◆ **ACTION ITEM**
Apart from any images, the entries are to be output exactly.

◆ **EXERCISE DATA**

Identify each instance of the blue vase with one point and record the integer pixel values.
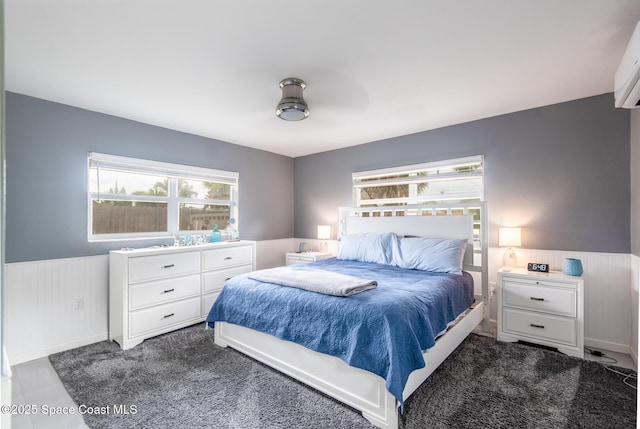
(572, 267)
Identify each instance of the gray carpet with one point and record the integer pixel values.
(183, 380)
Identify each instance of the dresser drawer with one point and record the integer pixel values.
(147, 268)
(560, 301)
(214, 280)
(227, 257)
(162, 316)
(540, 326)
(160, 291)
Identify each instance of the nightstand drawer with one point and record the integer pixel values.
(161, 316)
(559, 301)
(214, 280)
(540, 326)
(147, 268)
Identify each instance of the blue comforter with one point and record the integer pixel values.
(382, 330)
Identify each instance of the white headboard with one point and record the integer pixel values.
(419, 226)
(461, 220)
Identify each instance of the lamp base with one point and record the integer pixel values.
(509, 260)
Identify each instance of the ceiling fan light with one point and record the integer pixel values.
(292, 106)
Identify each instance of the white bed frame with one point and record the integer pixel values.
(355, 387)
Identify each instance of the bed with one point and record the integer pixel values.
(372, 349)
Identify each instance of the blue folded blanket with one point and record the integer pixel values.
(383, 331)
(321, 281)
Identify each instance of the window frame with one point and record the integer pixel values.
(173, 172)
(379, 177)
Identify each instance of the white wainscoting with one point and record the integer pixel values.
(60, 304)
(608, 293)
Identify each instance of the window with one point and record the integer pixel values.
(132, 198)
(450, 181)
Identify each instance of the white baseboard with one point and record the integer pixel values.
(56, 348)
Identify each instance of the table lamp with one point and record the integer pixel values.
(509, 237)
(324, 234)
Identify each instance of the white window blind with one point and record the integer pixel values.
(452, 180)
(131, 198)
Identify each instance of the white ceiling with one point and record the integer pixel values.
(374, 69)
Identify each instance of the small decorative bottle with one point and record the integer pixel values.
(215, 234)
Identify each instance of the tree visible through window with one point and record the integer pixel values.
(455, 180)
(132, 198)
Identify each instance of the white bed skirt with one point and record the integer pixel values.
(355, 387)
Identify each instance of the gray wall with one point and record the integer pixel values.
(46, 152)
(561, 172)
(635, 182)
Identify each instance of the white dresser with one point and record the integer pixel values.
(542, 308)
(157, 290)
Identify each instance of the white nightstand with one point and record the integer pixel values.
(302, 257)
(542, 308)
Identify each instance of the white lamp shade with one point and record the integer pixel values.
(324, 232)
(508, 237)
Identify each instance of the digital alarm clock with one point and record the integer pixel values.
(535, 266)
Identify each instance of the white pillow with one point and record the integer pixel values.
(432, 254)
(378, 248)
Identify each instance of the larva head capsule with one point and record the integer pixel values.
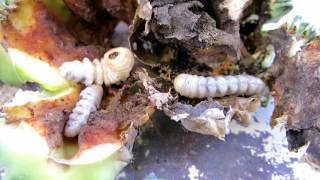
(117, 64)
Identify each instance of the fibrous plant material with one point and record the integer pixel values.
(299, 18)
(89, 102)
(298, 101)
(193, 86)
(114, 67)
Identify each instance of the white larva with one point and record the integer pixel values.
(89, 102)
(193, 86)
(114, 67)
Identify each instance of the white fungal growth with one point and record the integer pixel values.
(114, 67)
(89, 102)
(193, 86)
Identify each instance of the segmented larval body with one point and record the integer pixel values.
(193, 86)
(114, 67)
(89, 102)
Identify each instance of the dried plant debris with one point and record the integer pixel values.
(91, 10)
(297, 99)
(125, 109)
(181, 26)
(207, 117)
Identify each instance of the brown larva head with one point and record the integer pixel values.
(117, 64)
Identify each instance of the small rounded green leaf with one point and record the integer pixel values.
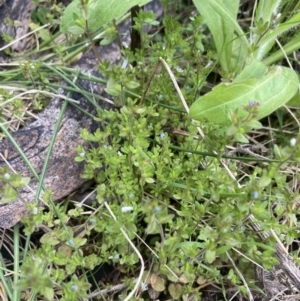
(271, 91)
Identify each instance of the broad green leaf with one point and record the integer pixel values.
(221, 20)
(266, 42)
(266, 9)
(100, 12)
(271, 91)
(175, 290)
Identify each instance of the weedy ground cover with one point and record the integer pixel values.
(185, 166)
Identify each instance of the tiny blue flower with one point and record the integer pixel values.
(144, 287)
(252, 103)
(293, 142)
(124, 65)
(6, 176)
(126, 208)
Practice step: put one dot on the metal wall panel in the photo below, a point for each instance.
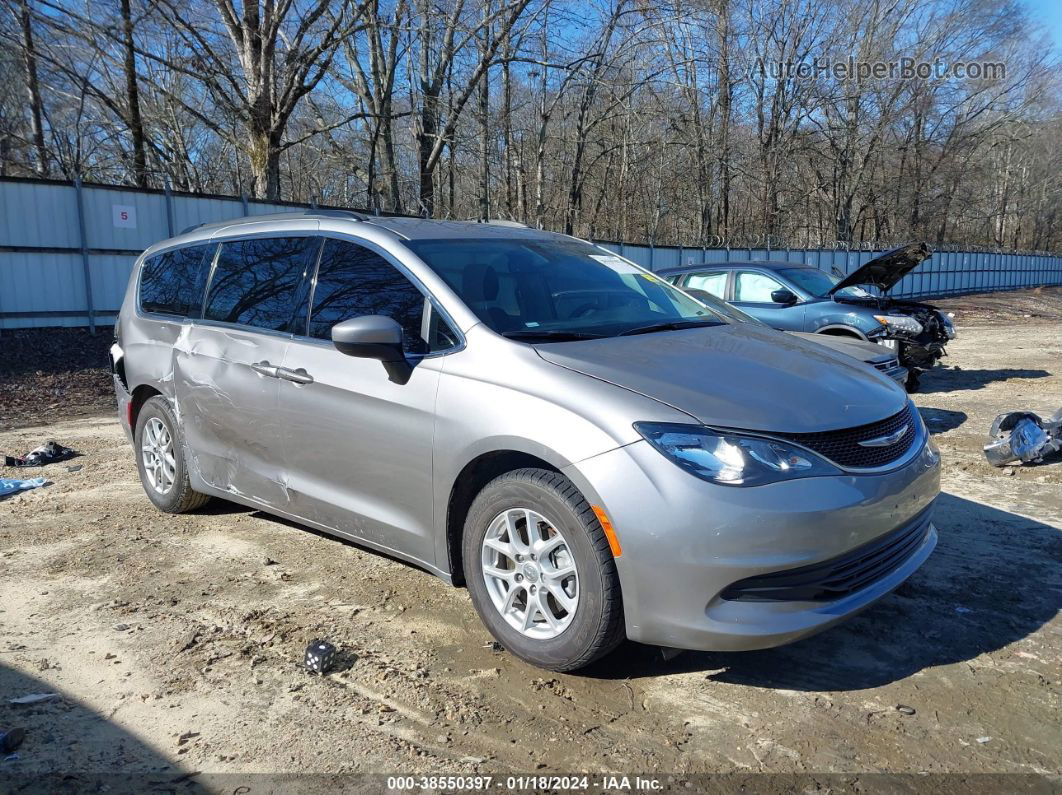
(43, 273)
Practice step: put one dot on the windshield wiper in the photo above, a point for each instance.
(549, 334)
(668, 326)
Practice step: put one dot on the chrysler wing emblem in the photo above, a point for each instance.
(886, 441)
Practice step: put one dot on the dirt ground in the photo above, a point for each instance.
(172, 641)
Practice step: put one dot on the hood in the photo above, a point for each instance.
(864, 351)
(885, 271)
(738, 376)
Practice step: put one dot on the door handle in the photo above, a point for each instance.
(264, 368)
(295, 376)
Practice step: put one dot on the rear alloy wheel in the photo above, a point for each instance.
(160, 459)
(541, 572)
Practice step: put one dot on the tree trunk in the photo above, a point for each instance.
(33, 91)
(133, 100)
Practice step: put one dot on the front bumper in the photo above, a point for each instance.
(685, 541)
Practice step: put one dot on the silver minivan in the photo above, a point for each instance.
(593, 452)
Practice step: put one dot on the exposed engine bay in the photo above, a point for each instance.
(921, 331)
(921, 345)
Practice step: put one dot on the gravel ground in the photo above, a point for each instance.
(172, 641)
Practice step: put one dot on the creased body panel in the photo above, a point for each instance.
(358, 448)
(228, 410)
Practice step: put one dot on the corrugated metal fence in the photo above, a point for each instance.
(66, 251)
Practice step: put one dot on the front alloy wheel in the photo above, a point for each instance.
(530, 574)
(541, 572)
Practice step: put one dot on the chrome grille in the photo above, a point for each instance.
(843, 448)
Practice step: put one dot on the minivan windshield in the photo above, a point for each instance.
(819, 283)
(559, 289)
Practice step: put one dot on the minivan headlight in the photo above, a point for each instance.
(732, 459)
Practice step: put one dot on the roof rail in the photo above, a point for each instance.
(308, 212)
(499, 222)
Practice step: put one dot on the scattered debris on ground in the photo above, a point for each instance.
(14, 485)
(1023, 436)
(50, 452)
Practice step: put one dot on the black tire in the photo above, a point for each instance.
(180, 498)
(597, 624)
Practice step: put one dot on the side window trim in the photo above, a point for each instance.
(430, 300)
(766, 274)
(142, 261)
(218, 242)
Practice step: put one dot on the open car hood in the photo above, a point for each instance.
(885, 271)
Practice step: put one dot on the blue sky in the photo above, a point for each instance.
(1049, 14)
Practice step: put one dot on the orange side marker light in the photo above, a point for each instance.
(610, 532)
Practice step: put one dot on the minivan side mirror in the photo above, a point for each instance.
(374, 336)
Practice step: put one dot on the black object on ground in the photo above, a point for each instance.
(11, 740)
(1023, 436)
(320, 655)
(50, 452)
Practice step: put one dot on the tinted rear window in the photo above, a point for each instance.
(172, 282)
(256, 282)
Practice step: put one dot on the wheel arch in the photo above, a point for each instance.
(838, 329)
(138, 397)
(469, 482)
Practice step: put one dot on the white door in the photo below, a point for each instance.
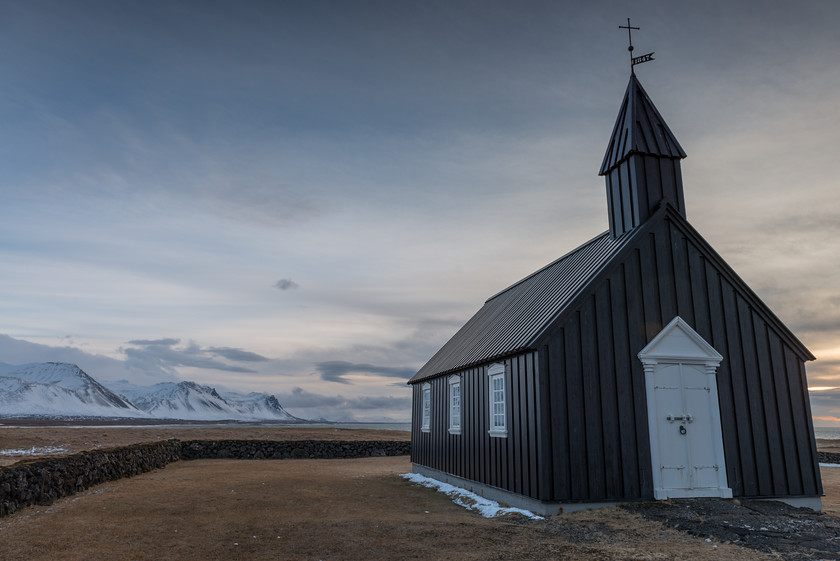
(684, 411)
(686, 443)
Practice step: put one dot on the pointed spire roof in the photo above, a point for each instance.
(639, 128)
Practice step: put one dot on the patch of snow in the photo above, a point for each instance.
(34, 451)
(468, 499)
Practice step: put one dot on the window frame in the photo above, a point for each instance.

◆ **ANSWER FOR THE TASK**
Identify each instance of the blue vase with one point and record the integer pixel values.
(572, 267)
Identify each instance of the gray carpet with one point and record the integer pixel values.
(183, 380)
Identify each instance of the dresser drawer with one point and record the integer pixel values.
(147, 268)
(560, 301)
(214, 280)
(227, 257)
(162, 316)
(540, 326)
(160, 291)
Identify each instance of the nightstand drawer with one point and record the integer pixel values.
(161, 316)
(559, 301)
(214, 280)
(540, 326)
(147, 268)
Identify each instance of the blue comforter with one point and record the integer pixel values.
(382, 330)
Identify each instance of the white headboard with one point and record the integer pixel values.
(419, 226)
(461, 220)
Identify each instance of the lamp base with one point and record the integer pixel values.
(509, 260)
Identify each instance of the ceiling fan light with one point and record the integer pixel values.
(292, 106)
Identify each instance of the white bed frame with one point and record the integer pixel values.
(355, 387)
Identify each instance of the bed with one point and record the integer pixel values.
(372, 349)
Identify each instance of the blue folded blanket with one point and record the integer pixel values.
(383, 331)
(321, 281)
Identify each instance of the window frame with one point and record the integer pixel values.
(173, 172)
(379, 177)
Identify each instance of the white wainscoting with one point and record the integer pixel values.
(60, 304)
(608, 293)
Identify each instance of the window with one point and record the integer pixel values.
(132, 198)
(450, 181)
Identify each instance of the white baseboard with one point and record the integer pixel values.
(56, 348)
Identify each instance of the table lamp with one point and record the integer pixel values.
(509, 237)
(324, 234)
Identify each instance of the white window blind with one point and record the integer pixel values.
(452, 180)
(131, 198)
Identify each instance of the white ceiling with one point and record the integer pixel values.
(374, 69)
Identify each instance of the small decorative bottle with one point and record the integer pixel values.
(215, 234)
Identify each instance of the tree visible through window with one point and record the integer pixel values.
(455, 180)
(132, 198)
Identify each instance of the white bed skirt with one point and record the integer pixel values.
(355, 387)
Identify each instance of the gray wall with one point and record the integer pixel values.
(46, 152)
(561, 172)
(635, 182)
Identify each instance of the white dresser with one point and record the integer pixel values.
(542, 308)
(157, 290)
Identify each instance of the white nightstand with one point and record the integer pixel values.
(302, 257)
(542, 308)
Identify each instance of the white lamp shade with one point and record the integer pixel values.
(324, 232)
(508, 237)
Identify each instance of the digital alarm clock with one point and record the integer pixel values.
(535, 266)
Identify each instance of the white pillow with one point and record the integer pixel values.
(432, 254)
(378, 248)
Identify each instance of the larva head capsule with one point and record the integer pixel values.
(117, 64)
Identify each instance of the fibrous plant material with one point and record the integer pixel values.
(299, 18)
(89, 102)
(298, 101)
(193, 86)
(114, 67)
Identify each instance of the white larva with one point and record the integer pixel values.
(89, 102)
(193, 86)
(114, 67)
Identify each instance of the white fungal growth with one point and record the integer pixel values.
(114, 67)
(89, 102)
(193, 86)
Identify each instance of the segmented larval body with one point and record the integer pixel values.
(193, 86)
(114, 67)
(89, 102)
Identify each instance of the dried plant debris with one point and record the integer pixel values.
(91, 10)
(297, 99)
(125, 109)
(181, 26)
(207, 117)
Identify each instance of the brown larva head with one point and record the integer pixel values.
(117, 64)
Identify each instance of the small rounded green leaf with one point and record the integer pixel values.
(271, 91)
Identify each instance of the broad green leaf with one point and record the integer pixel values.
(221, 20)
(266, 42)
(266, 9)
(100, 12)
(271, 91)
(175, 290)
Identify each instance of the weedy ground cover with one point and record the integer pixel values.
(185, 166)
Identify each instance of the tiny blue flower with one point and record the integer pixel values.
(144, 287)
(252, 103)
(293, 142)
(124, 65)
(6, 176)
(126, 208)
Practice step: put one dot on the metal wall panel in the photo below, a point for each instance.
(43, 273)
Practice step: put one dot on the windshield wiper in the photo above, a point for each instance.
(549, 334)
(668, 326)
Practice step: put one dot on the chrysler wing emblem in the photo above, a point for each instance.
(886, 441)
Practice step: put one dot on the dirt ground in the photo above, a point for each instance.
(172, 641)
Practice step: put one dot on the hood in the photo above, a point for each instance.
(864, 351)
(885, 271)
(738, 376)
Practice step: put one dot on the door handle in the photo above, a point for each instance.
(264, 368)
(295, 376)
Practice step: put one dot on the rear alloy wheel in the photo above, a point for each instance.
(160, 459)
(541, 572)
Practice step: put one dot on the tree trunk in the photo above, a point for each instance.
(33, 91)
(133, 100)
Practice step: put one dot on the front bumper in the photo above, a point for each instance.
(685, 541)
Practice step: put one dot on the silver minivan in the photo above, a point for each instance.
(593, 452)
Practice step: put one dot on the exposed engine bay in the photo above, a point for each instance.
(921, 331)
(921, 345)
Practice step: put one dot on the gravel ground in the photo above, a point for each instance.
(172, 641)
Practice step: put one dot on the creased body panel in the photo above, a point for each instance.
(358, 448)
(228, 410)
Practice step: put one dot on the corrugated metal fence in the photo above, a point for each instance.
(66, 251)
Practice step: put one dot on the front alloy wheel in the photo above, a point for each instance.
(530, 574)
(541, 572)
Practice step: put one dot on the chrome grille in the photo above, a point for each instance.
(843, 448)
Practice step: put one dot on the minivan windshield in the photo above, a point for each instance.
(819, 283)
(559, 289)
Practice step: put one dot on the minivan headlight in the photo above, a point for each instance.
(732, 459)
Practice step: put one dot on the roof rail in the photo above, a point for each instance.
(308, 212)
(499, 222)
Practice step: put one dot on the scattered debris on ground in the photo above, a point for each instance.
(14, 485)
(1023, 436)
(50, 452)
Practice step: put one dot on the black tire in the photo above, a point for each instance.
(180, 498)
(597, 624)
Practice step: put one dot on the side window trim in the photo above, a point for each instance.
(430, 300)
(766, 274)
(142, 261)
(218, 242)
Practice step: put one dot on the open car hood in the photo above, a point for each instance.
(885, 271)
Practice step: put one dot on the blue sky in the photo above, a point for each instance.
(1049, 14)
Practice step: put one dot on the orange side marker light in the photo above, a point for each instance.
(610, 532)
Practice step: put one dot on the minivan side mirror in the photo above, a point for each instance.
(374, 336)
Practice step: put one dot on the black object on ground in the photo above, a point for each instance.
(11, 740)
(1023, 436)
(320, 655)
(50, 452)
Practice step: put one dot on the tinted rear window in the photo above, a point for each instance.
(172, 282)
(256, 282)
Practice step: put one dot on the wheel arch in the photo above, a point for each instance.
(838, 329)
(138, 397)
(469, 482)
Practice step: put one dot on the white door in the photo below, a point for each instance.
(684, 411)
(686, 443)
Practice step: put one dot on the pointed spire roof in the photo above, a point for each instance.
(639, 128)
Practice step: put one dot on the patch of snow in the photo above, a point for each instance.
(34, 451)
(468, 499)
Practice step: put one dot on the window frame in the photo above, a point for each instance.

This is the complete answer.